▸ About this task: Please set down all of the data below verbatim.

▸ Supplied data:
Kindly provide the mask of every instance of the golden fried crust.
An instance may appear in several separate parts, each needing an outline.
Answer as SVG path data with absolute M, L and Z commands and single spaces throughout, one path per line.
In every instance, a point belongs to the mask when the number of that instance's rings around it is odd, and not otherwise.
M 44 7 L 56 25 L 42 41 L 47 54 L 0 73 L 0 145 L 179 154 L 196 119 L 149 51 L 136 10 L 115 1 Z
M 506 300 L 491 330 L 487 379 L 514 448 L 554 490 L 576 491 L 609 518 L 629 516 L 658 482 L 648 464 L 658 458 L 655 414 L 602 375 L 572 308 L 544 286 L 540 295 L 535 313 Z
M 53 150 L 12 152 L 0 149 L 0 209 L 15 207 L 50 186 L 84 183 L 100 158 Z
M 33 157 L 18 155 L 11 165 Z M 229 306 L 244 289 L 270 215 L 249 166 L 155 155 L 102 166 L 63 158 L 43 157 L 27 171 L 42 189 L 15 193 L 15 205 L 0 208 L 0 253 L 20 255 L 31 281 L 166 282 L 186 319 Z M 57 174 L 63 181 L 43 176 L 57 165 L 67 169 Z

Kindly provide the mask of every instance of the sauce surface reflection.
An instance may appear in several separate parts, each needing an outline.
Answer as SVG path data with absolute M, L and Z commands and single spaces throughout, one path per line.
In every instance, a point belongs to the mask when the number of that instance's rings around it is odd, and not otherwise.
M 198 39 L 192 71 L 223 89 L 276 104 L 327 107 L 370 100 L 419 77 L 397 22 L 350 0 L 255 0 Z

▸ Result below:
Kindly provide the mask of every instance of the golden fried crust.
An instance may appear in several separate parts, each needing an outline.
Answer as SVG path data with absolute M, L and Z commands and single spaces throughout, one path per line.
In every instance, a point belongs to the mask when the number of that instance's rings around it is odd, and not otherwise.
M 44 7 L 56 25 L 42 41 L 47 54 L 0 73 L 0 145 L 179 154 L 196 119 L 149 51 L 136 10 L 115 1 Z
M 506 300 L 491 330 L 487 379 L 514 448 L 554 490 L 576 491 L 609 518 L 629 516 L 658 482 L 648 464 L 658 458 L 655 414 L 602 375 L 572 308 L 544 286 L 540 295 L 535 313 Z
M 53 150 L 12 152 L 0 149 L 0 209 L 15 207 L 50 186 L 84 183 L 100 158 Z
M 33 157 L 18 155 L 11 165 Z M 229 306 L 244 289 L 270 215 L 249 166 L 155 155 L 102 166 L 63 158 L 43 157 L 27 171 L 42 189 L 15 193 L 15 205 L 0 208 L 0 253 L 20 255 L 31 281 L 166 282 L 186 319 Z M 57 174 L 63 181 L 43 176 L 57 165 L 67 169 Z

Kindly provide the mask of every instance of the sauce surface reflection.
An instance may appear in several separate parts, each needing an outline.
Answer as SVG path data with absolute M, L and Z commands and single spaces throughout, one path per line.
In every instance, a point belongs to the mask when the number of that instance's rings around it is odd, and not otherwise.
M 198 39 L 192 71 L 223 89 L 276 104 L 327 107 L 370 100 L 419 77 L 397 22 L 350 0 L 255 0 Z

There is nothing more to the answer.